§ **Document**
++++++++++++++++++++

The Democratic leadership, right up to the White House, was more concerned with a squishy concept of "bipartisanship" and "making nice" so that something, anything, would pass and the party could pat itself on the back and still keep its financial sponsors happy.

Change? It is to laugh.

What is even more infuriating is that the lack of change, the lack of courage to do what needs to be done extends even to constitutional guarantees that have been the central jewels in our claim to exceptionalism. The White House now believes, as did its predecessor, that certain rights do not extend to everyone. Due process should not be accorded to those we have deemed "dangerous."

From the NY Times:

The Obama administration has decided to continue to imprison without trials nearly 50 detainees at the Guantánamo Bay military prison in Cuba because a high-level task force has concluded that they are too difficult to prosecute but too dangerous to release, an administration official said on Thursday.

However, the administration has decided that nearly 40 other detainees should be prosecuted for terrorism or related war crimes. And the remaining prisoners, about 110 men, should be repatriated or transferred to other countries for possible release, the official said, who spoke on the condition of anonymity because he was not authorized to speak about the numbers.
[Emphasis added]

The fifty detainees can't be given even a military commission trial because the evidence against them was obtained in clearly illegal fashion: by torture or by hearsay evidence from those the government can't/won't be produced at trial because either because that information was obtained illegally or because it is highly suspicious and doesn't rise to the level of acceptable evidence.

The government screwed up.

++++++++++++++++++++

§ **Requirements**
Can you transcribe verbatim everything in the Guantánamo commentary from "However, the administration" down to "of acceptable evidence."?

++++++++++++++++++++

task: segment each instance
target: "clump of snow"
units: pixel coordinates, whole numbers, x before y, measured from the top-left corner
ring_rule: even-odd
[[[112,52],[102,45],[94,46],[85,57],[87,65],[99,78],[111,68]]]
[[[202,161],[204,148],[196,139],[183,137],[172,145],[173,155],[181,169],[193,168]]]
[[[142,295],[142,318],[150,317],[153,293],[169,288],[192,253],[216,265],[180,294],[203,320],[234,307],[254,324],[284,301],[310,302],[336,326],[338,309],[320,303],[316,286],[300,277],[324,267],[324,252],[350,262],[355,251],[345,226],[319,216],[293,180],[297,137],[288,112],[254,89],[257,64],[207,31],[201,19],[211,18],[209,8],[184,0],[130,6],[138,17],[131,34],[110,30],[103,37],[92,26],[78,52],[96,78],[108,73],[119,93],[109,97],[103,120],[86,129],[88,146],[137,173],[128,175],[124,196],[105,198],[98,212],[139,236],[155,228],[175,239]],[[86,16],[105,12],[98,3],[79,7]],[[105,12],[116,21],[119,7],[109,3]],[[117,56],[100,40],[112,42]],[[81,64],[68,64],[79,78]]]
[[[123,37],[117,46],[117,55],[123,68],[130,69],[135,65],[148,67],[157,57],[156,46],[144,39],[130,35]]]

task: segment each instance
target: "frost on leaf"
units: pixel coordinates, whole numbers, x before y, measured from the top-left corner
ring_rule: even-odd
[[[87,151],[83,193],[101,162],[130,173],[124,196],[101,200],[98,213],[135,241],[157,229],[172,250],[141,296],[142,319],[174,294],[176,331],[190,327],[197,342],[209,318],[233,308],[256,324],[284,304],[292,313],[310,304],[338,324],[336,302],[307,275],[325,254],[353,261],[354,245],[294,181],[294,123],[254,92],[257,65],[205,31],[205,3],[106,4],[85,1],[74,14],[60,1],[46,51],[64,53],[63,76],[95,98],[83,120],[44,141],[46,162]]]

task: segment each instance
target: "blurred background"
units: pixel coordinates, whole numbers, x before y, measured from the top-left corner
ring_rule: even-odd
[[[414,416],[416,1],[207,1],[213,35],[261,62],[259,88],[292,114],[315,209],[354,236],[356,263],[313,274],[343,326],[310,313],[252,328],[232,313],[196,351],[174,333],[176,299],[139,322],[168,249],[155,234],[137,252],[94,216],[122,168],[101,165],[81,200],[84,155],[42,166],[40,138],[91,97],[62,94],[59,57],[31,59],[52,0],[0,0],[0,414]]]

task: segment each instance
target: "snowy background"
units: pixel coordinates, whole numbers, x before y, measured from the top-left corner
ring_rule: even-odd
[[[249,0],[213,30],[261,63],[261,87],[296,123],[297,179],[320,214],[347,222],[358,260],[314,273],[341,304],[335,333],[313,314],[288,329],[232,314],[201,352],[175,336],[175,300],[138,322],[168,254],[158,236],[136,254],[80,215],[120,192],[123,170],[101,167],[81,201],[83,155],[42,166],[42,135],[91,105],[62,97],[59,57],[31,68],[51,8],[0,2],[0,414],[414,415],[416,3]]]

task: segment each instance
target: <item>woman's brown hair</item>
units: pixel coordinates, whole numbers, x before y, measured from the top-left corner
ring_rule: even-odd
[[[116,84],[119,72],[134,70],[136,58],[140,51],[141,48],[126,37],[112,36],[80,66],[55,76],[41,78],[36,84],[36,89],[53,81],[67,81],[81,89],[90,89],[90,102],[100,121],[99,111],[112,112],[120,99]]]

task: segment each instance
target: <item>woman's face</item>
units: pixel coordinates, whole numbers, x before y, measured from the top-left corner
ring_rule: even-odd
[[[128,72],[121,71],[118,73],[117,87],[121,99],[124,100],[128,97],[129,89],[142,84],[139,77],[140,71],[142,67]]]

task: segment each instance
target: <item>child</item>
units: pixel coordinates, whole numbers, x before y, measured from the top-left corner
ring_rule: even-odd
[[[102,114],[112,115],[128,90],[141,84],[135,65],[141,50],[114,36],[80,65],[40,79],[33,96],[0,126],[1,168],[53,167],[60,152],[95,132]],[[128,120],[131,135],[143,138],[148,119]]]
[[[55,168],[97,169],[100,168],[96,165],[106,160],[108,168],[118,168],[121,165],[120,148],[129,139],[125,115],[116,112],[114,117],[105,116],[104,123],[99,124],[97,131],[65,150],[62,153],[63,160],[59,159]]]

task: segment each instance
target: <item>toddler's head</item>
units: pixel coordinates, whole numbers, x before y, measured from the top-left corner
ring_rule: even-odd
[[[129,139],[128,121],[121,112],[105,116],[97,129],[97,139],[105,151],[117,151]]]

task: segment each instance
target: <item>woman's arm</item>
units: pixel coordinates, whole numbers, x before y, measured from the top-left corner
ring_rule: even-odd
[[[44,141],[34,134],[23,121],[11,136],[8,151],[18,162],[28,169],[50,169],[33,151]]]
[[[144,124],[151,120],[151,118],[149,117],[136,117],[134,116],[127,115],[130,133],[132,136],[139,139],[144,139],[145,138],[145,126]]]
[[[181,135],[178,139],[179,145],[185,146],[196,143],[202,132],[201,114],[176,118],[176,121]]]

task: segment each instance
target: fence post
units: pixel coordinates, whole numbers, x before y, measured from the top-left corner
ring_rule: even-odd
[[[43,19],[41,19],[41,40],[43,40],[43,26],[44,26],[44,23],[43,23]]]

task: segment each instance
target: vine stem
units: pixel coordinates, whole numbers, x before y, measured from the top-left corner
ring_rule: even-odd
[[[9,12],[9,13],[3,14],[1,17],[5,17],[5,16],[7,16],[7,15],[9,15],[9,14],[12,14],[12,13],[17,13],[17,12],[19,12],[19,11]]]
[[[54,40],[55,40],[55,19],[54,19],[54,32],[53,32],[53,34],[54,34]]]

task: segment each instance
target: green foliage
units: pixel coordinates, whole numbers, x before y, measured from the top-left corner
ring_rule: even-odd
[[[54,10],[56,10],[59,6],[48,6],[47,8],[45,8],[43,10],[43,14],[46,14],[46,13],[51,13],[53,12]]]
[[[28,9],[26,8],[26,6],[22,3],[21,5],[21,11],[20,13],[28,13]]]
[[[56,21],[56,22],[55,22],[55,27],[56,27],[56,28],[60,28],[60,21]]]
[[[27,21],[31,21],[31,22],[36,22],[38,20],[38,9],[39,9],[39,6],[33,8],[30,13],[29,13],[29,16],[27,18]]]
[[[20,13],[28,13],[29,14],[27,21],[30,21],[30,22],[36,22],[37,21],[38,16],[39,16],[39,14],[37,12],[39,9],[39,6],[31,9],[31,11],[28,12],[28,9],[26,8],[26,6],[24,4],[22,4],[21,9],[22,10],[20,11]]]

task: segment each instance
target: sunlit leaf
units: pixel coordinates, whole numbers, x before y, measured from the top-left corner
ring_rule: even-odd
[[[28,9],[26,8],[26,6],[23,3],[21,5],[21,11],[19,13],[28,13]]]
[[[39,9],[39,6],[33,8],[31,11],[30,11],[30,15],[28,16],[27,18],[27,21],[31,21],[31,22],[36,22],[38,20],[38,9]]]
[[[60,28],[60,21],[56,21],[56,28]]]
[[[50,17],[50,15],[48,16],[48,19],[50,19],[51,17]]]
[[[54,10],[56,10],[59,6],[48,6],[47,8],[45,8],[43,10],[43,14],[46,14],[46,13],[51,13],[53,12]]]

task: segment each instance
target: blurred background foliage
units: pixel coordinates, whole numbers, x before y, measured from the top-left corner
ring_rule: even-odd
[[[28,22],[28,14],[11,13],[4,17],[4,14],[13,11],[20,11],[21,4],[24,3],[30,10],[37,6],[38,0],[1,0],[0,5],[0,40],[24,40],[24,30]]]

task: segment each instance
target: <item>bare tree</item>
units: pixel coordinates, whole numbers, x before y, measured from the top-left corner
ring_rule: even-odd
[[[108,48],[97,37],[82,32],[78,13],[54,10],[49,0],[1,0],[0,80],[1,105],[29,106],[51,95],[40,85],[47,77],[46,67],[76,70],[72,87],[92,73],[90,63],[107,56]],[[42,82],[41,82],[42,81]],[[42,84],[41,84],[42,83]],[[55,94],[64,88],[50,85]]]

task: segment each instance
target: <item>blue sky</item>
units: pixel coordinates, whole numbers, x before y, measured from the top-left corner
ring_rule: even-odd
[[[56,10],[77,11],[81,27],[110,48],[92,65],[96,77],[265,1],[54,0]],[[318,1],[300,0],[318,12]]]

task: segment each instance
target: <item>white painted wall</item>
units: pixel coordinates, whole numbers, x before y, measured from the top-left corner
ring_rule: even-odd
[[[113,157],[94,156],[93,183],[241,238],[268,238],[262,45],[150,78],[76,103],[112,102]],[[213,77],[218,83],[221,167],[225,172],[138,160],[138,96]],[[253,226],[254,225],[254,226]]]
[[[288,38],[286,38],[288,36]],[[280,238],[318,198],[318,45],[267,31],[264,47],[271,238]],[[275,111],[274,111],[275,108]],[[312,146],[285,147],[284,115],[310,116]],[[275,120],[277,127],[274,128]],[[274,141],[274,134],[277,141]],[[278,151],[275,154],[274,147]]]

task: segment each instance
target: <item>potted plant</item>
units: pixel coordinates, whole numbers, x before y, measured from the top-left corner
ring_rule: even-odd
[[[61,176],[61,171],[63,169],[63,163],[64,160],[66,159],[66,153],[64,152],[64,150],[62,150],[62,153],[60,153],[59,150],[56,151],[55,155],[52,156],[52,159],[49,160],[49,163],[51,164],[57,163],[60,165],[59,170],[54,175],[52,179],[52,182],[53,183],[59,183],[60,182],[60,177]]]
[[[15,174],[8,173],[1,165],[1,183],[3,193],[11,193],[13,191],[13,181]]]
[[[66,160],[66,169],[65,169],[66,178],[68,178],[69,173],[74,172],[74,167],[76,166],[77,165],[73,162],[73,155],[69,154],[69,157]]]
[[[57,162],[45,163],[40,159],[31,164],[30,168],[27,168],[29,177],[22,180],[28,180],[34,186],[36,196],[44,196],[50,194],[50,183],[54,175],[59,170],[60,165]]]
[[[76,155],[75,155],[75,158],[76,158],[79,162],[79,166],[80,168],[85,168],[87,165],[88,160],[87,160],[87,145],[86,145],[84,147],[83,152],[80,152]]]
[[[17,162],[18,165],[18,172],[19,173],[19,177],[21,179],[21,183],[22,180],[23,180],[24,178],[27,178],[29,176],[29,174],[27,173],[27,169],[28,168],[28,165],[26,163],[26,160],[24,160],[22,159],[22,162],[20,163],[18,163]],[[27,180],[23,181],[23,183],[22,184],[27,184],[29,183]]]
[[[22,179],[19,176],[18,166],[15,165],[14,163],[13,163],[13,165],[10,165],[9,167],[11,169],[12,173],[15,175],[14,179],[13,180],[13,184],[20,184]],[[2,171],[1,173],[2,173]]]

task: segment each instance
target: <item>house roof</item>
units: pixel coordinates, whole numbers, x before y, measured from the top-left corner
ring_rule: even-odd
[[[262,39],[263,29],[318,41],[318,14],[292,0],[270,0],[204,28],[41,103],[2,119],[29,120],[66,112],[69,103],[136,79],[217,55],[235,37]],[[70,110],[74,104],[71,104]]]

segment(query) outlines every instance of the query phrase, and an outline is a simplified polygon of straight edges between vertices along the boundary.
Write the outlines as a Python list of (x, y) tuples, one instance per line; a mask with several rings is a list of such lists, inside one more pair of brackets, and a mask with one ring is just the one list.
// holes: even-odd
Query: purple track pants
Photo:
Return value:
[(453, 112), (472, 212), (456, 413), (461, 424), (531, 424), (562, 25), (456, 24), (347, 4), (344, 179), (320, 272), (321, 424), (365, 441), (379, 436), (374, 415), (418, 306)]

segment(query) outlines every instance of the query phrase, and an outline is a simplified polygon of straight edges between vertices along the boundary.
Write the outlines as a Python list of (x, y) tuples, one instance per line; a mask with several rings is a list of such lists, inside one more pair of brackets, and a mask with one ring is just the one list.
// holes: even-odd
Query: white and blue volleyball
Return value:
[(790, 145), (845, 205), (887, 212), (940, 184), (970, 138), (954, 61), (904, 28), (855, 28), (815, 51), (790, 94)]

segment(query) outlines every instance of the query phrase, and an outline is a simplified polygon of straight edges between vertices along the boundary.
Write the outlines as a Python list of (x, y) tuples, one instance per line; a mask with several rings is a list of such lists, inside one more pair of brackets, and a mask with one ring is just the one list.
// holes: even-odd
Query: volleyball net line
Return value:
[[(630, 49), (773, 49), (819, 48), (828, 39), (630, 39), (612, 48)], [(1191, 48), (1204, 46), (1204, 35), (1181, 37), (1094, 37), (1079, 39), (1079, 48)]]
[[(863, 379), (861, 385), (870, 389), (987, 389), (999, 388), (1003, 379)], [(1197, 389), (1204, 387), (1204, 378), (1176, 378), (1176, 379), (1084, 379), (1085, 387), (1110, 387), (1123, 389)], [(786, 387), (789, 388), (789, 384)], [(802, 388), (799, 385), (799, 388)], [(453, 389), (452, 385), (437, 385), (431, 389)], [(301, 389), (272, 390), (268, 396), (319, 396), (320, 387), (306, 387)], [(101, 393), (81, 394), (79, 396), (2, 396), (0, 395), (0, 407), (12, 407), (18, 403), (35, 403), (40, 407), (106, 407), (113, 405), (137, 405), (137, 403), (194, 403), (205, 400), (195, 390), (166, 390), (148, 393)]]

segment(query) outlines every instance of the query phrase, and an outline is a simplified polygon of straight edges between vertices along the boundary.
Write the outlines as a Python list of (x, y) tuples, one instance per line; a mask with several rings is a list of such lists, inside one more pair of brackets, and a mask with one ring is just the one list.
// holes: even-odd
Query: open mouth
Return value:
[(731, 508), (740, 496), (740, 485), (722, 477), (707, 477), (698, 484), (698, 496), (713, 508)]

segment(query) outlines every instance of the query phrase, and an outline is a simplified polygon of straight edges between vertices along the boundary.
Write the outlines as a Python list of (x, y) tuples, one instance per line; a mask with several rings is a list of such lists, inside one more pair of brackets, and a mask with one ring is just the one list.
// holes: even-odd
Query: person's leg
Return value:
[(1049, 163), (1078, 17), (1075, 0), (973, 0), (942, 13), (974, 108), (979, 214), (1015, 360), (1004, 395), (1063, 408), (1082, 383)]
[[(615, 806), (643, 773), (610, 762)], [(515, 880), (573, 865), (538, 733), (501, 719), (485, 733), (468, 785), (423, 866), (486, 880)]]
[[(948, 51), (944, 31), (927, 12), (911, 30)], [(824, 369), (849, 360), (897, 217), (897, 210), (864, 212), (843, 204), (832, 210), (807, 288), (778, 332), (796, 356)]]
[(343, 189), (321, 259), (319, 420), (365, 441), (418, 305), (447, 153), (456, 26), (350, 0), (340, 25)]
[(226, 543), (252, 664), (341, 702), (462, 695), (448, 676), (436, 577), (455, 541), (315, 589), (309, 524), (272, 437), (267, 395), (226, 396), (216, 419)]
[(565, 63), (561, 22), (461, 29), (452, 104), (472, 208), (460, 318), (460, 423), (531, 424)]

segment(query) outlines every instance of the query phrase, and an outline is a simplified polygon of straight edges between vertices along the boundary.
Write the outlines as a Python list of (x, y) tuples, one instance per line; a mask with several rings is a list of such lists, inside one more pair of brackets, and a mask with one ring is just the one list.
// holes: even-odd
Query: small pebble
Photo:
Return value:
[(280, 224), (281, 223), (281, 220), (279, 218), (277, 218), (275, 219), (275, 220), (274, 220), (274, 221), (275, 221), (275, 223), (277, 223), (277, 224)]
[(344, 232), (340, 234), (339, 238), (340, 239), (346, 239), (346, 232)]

++++++++++++++++++++

§ **Correct output**
However, the administration has decided that nearly 40 other detainees should be prosecuted for terrorism or related war crimes. And the remaining prisoners, about 110 men, should be repatriated or transferred to other countries for possible release, the official said, who spoke on the condition of anonymity because he was not authorized to speak about the numbers.
[Emphasis added]

The fifty detainees can't be given even a military commission trial because the evidence against them was obtained in clearly illegal fashion: by torture or by hearsay evidence from those the government can't/won't be produced at trial because either because that information was obtained illegally or because it is highly suspicious and doesn't rise to the level of acceptable evidence.